Task item -> Copy out each line of the data that holds the string "shirt".

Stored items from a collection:

· · · ·

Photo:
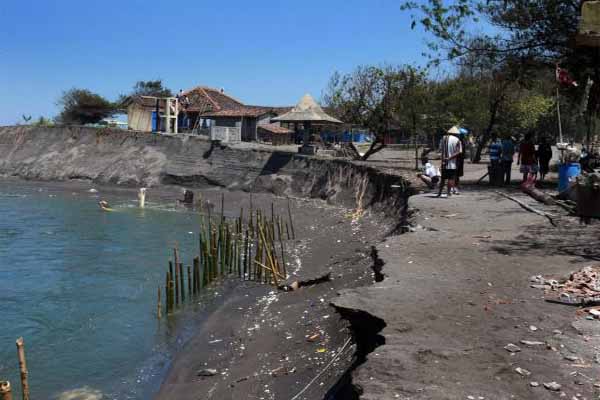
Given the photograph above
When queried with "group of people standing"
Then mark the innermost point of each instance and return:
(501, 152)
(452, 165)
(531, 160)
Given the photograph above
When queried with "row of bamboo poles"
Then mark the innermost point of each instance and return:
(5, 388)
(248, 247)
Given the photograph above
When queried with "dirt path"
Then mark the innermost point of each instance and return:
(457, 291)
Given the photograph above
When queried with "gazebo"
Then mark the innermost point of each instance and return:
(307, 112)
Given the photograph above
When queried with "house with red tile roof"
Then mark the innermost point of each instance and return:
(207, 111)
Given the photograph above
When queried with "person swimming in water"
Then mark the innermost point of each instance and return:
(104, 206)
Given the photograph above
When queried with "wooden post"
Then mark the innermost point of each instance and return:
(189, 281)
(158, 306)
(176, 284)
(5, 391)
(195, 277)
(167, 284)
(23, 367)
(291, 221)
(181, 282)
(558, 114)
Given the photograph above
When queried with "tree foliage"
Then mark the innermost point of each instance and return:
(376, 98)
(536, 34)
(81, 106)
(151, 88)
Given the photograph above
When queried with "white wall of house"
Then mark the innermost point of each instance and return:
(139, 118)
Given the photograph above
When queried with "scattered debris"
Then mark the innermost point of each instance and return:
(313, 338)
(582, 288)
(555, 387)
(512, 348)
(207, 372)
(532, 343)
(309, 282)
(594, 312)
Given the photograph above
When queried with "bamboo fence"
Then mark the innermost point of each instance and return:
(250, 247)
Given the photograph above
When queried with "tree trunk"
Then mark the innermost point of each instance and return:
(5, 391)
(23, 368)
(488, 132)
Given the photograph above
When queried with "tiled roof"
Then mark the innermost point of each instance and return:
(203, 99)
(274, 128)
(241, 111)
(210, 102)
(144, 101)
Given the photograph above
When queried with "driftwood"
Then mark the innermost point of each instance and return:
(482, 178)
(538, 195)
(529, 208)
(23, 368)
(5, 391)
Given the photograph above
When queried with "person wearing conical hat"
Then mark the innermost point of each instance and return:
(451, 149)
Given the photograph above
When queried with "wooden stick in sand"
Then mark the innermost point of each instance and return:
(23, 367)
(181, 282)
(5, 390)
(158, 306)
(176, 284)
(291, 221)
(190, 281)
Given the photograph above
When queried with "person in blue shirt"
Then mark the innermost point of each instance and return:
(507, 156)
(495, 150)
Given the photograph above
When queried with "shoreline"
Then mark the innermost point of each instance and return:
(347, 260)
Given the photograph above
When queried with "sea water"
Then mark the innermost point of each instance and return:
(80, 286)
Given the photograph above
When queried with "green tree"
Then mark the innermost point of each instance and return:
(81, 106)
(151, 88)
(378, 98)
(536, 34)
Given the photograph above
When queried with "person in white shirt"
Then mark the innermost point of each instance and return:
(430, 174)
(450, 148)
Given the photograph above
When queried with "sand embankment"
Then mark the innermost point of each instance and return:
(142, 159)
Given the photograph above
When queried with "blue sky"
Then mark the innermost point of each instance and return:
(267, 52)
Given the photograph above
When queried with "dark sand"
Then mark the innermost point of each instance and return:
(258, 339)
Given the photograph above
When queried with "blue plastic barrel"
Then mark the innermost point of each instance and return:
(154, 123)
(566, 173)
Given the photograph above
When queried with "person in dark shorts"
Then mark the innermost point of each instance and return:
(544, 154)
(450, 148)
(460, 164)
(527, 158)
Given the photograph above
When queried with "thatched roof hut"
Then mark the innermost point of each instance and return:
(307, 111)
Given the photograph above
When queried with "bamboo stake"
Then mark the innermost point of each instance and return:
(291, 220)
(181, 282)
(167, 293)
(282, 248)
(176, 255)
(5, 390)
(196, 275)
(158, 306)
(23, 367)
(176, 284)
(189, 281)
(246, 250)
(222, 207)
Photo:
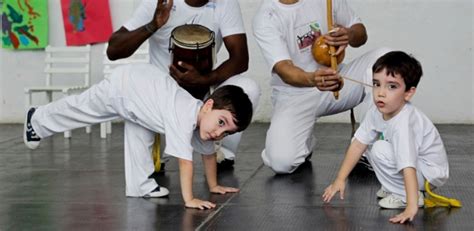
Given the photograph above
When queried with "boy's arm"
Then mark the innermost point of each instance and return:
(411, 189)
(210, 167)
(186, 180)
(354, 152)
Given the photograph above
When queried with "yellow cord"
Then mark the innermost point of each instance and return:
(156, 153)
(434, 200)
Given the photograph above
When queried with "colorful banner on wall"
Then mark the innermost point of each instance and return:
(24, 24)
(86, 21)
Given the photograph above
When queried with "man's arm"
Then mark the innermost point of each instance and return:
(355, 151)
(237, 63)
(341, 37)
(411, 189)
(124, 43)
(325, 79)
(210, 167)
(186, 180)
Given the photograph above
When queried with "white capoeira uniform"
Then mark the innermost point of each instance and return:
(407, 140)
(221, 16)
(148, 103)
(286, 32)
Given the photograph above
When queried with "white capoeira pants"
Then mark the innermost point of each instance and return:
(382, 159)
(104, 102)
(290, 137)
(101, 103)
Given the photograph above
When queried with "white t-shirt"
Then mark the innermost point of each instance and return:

· · · ·

Solution to the exercise ->
When queried with "person in blue shirt"
When queried with "person in white shirt"
When queried with "white t-shirt"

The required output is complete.